[[ Page extract open ]]
The National Catholic Review
Many consider Karl Rahner one of the greatest Catholic theologians of the past century. Indeed, he has been deemed a contemporary father of the church. Now Rahner has the honor of a volume in the prestigious Cambridge Companion series.

The Rahner volume has been edited most capably by Declan Marmion and Mary Hines. They have suggestively organized the volume in terms of Rahner’s spiritual, philosophical and theological roots; his treatment of the classic topics of systematic theology; his engagement with and influence upon present-day theological movements; and the future prospects for Rahner’s theology.

The editors have assembled first-rate scholars from North America, Europe and Australia to discuss these issues. The authors are discerning, appreciative and, when necessary, constructively critical. Each article is followed by helpful suggestions for further reading. This feature, along with the editors’ useful glossary of technical terms and an appendix on Reading Rahner: a Guide for Students, makes the volume suitable both for those well versed in Rahner and those encountering this theological Mount Everest for the first time.
[[ Page extract closed ]]
[[ Source data open ]]
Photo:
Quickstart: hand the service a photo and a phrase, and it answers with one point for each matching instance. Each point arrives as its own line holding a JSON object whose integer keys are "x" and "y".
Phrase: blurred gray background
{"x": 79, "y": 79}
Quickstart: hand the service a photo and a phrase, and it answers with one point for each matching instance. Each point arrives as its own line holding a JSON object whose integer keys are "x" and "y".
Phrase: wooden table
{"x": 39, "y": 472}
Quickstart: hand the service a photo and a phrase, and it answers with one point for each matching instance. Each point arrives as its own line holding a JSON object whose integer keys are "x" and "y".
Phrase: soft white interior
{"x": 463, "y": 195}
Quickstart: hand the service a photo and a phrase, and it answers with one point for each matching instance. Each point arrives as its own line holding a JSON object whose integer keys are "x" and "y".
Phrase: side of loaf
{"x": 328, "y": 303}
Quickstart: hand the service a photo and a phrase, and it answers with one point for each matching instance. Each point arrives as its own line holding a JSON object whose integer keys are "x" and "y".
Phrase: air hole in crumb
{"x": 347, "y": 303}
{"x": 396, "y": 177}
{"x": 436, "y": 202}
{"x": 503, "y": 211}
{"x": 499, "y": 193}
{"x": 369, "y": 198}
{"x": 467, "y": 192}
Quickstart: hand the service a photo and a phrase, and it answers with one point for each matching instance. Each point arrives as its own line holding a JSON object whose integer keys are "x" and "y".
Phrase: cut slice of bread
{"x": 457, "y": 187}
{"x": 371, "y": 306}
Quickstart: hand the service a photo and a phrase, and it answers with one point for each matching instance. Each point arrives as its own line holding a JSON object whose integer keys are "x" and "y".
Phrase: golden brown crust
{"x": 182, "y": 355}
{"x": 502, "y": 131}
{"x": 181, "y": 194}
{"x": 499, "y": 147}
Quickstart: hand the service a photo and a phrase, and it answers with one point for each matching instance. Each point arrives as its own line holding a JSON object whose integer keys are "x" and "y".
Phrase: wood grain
[[ Source data closed ]]
__Action item A__.
Translate this sentence from the review of the Rahner volume into Spanish: "Each article is followed by helpful suggestions for further reading."
__Action item B__.
Copy the stretch of the Rahner review from "The editors have" through "the first time.".
__Action item C__.
Extend the review of the Cambridge Companion to Karl Rahner, picking up after its final sentence.
The material was collected from a separate source and is unrelated to the review.

__Written response A__.
Cada artículo va seguido de útiles sugerencias de lecturas adicionales.

__Written response B__.
The editors have assembled first-rate scholars from North America, Europe and Australia to discuss these issues. The authors are discerning, appreciative and, when necessary, constructively critical. Each article is followed by helpful suggestions for further reading. This feature, along with the editors’ useful glossary of technical terms and an appendix on Reading Rahner: a Guide for Students, makes the volume suitable both for those well versed in Rahner and those encountering this theological Mount Everest for the first time.

__Written response C__.
A common theme of most of the contributors, well articulated in the opening essay by Harvey Egan, S.J., Theology and Spirituality, is the fundamental pastoral and apologetic intent of all Rahner’s work. The question of Christian belief today, the effort to show how the Christian message corresponds to the deepest aspirations of the human person, guided Rahner’s writings from the beginning. Thus the word mystagogic figures so prominently both in Rahner and in his commentators. His passion was to lead men and women toward the Holy Mystery in whom alone their hearts will find rest.

The matrix of Rahner’s theology, as of his own spiritual life, are the Spiritual Exercises of Ignatius, the personal encounter with the God who is semper major, ever greater. It is for this reason that perhaps the finest introduction to Rahner’s thought is found in the daring essay he wrote, entitled Ignatius of Loyola Speaks to a Modern Jesuit. There the many themes of his theology converge upon the God-given center who is Jesus Christ.

One of the great merits of this Companion is the clear recognition of the Christocentric nature of Rahner’s theology. Rahner’s famed turn to the subject, his anthropological turn, receives its ultimate rationale and orientation from his conviction that in Jesus Christ, the truth of both God and humanity has been fully revealed. As Francis Schüssler Fiorenza, in his exemplary essay Method in Theology writes: Rahner’s method is such that he does not take a secular modern vision of humanity and project it back to Christology, but rather makes the concrete existence of Jesus the norm for understanding Christian existence.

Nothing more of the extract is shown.